### WRITTEN REQUEST
Extract every line of the material below that contains the string "street". Matching is case-sensitive.

Excerpts of labeled region data
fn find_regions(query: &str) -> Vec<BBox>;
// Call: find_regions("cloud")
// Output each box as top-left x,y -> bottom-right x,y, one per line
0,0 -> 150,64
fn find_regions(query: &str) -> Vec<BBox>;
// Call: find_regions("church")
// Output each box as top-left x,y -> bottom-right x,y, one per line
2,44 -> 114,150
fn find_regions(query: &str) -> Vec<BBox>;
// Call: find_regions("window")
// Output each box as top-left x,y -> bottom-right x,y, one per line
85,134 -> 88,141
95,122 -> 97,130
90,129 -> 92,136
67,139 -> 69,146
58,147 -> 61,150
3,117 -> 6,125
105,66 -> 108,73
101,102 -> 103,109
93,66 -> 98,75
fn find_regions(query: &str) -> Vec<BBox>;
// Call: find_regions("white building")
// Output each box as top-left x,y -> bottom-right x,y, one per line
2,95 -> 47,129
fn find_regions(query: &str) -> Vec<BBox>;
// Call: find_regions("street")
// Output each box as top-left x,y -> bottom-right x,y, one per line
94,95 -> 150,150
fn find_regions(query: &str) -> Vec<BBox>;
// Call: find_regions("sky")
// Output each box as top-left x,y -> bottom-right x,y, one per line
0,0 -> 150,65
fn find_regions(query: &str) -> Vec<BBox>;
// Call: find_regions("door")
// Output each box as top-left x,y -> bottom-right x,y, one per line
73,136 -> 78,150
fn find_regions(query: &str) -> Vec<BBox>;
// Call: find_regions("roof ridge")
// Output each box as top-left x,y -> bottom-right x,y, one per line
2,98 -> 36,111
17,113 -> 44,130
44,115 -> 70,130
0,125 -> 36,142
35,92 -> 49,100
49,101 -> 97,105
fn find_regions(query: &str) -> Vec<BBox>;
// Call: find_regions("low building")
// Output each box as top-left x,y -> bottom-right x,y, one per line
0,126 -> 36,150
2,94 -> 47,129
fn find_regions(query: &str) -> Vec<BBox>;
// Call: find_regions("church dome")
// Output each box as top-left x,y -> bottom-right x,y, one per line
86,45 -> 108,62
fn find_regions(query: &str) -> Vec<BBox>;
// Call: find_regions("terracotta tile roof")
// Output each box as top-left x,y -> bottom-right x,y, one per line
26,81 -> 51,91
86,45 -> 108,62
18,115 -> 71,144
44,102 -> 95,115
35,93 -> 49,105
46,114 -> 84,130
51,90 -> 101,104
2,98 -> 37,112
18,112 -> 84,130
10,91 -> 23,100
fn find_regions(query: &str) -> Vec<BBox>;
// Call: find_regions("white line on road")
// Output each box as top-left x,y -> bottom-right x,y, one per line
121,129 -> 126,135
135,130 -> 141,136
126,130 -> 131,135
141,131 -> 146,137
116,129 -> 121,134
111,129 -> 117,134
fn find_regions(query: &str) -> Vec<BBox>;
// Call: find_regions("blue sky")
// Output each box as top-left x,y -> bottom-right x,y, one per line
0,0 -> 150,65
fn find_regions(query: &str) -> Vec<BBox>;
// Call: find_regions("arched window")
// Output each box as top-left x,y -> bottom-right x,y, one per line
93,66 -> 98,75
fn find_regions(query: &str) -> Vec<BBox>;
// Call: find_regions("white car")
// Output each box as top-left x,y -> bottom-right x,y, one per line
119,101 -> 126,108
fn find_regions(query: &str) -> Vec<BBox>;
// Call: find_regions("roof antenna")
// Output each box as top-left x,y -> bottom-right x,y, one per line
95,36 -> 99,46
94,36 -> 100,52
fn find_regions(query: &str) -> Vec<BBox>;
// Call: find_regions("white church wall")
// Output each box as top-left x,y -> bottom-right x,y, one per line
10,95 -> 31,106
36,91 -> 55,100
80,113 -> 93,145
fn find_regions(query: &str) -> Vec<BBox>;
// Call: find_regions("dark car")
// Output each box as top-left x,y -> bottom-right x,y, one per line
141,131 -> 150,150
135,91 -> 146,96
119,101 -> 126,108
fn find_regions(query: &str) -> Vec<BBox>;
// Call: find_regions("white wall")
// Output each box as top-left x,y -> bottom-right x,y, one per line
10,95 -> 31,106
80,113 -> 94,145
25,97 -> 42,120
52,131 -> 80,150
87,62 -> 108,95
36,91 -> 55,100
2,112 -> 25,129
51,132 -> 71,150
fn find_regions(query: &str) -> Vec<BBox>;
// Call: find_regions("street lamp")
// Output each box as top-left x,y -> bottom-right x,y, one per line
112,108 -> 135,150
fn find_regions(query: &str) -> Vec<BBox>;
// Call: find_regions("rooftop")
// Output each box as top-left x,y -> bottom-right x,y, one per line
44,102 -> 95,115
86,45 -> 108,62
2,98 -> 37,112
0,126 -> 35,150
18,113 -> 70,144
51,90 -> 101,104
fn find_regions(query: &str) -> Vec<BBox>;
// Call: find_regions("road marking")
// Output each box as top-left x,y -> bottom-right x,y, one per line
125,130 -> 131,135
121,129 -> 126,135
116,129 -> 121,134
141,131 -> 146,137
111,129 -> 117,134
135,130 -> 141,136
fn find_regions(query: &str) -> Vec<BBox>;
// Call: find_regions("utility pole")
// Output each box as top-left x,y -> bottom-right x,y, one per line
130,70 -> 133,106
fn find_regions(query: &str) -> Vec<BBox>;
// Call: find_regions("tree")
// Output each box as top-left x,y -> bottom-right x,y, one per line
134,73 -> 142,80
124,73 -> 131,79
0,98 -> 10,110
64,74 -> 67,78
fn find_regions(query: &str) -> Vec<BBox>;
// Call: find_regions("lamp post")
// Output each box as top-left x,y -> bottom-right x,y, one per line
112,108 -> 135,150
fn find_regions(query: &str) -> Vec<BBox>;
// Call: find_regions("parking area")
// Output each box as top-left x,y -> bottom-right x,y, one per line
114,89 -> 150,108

...

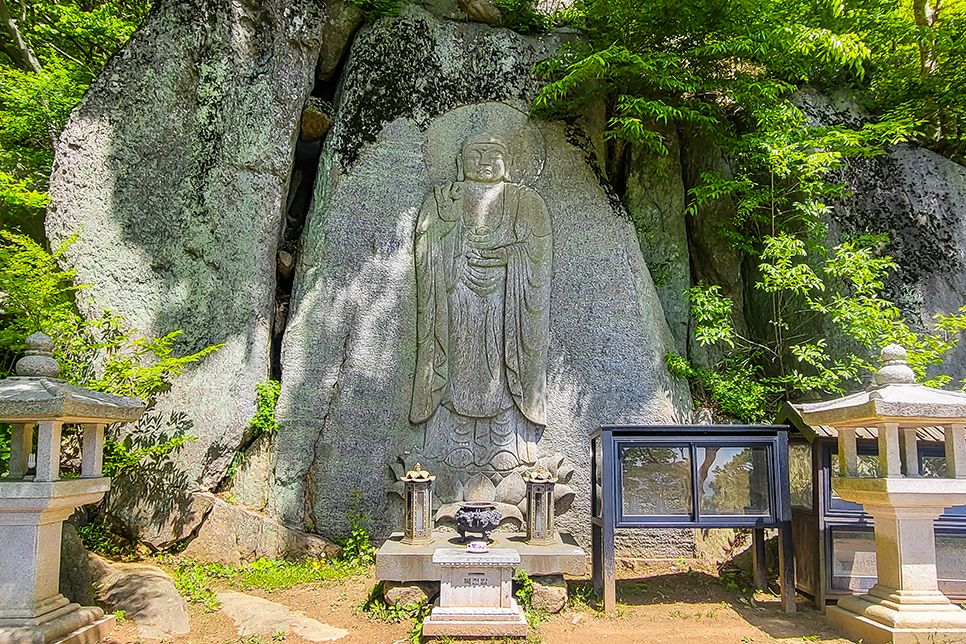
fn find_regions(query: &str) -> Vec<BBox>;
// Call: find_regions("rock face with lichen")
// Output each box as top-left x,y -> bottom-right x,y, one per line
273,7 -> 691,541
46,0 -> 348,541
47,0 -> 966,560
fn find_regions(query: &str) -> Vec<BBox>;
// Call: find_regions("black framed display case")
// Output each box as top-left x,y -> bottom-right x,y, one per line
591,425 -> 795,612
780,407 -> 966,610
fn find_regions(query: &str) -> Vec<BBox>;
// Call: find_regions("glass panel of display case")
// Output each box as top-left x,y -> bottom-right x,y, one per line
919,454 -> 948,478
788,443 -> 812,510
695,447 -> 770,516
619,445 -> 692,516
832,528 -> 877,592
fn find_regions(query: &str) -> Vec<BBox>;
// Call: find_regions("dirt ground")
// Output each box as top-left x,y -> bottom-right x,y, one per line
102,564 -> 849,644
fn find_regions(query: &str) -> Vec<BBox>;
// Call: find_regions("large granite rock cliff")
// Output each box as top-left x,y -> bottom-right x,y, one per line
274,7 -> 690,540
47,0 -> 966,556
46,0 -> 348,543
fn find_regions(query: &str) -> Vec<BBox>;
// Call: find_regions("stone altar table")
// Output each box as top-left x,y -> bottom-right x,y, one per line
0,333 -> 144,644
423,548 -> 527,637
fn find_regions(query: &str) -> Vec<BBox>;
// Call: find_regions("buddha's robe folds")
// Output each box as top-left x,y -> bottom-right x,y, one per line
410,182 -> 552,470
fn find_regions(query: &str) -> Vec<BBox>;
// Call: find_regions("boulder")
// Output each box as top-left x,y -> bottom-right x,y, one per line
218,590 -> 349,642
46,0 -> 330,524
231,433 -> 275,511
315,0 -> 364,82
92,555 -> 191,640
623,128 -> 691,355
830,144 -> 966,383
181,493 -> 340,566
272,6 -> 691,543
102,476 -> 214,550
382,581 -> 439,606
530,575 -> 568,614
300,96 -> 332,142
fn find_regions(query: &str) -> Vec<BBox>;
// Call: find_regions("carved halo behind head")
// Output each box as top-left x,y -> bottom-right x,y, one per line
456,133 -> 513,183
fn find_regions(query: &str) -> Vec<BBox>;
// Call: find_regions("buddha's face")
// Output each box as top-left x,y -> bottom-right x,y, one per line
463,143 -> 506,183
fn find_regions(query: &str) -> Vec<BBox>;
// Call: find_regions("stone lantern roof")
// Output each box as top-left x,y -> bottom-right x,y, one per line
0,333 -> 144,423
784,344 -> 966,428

### SOLUTION
// Call: find_regions("street")
// Call: find_regions("street lamp")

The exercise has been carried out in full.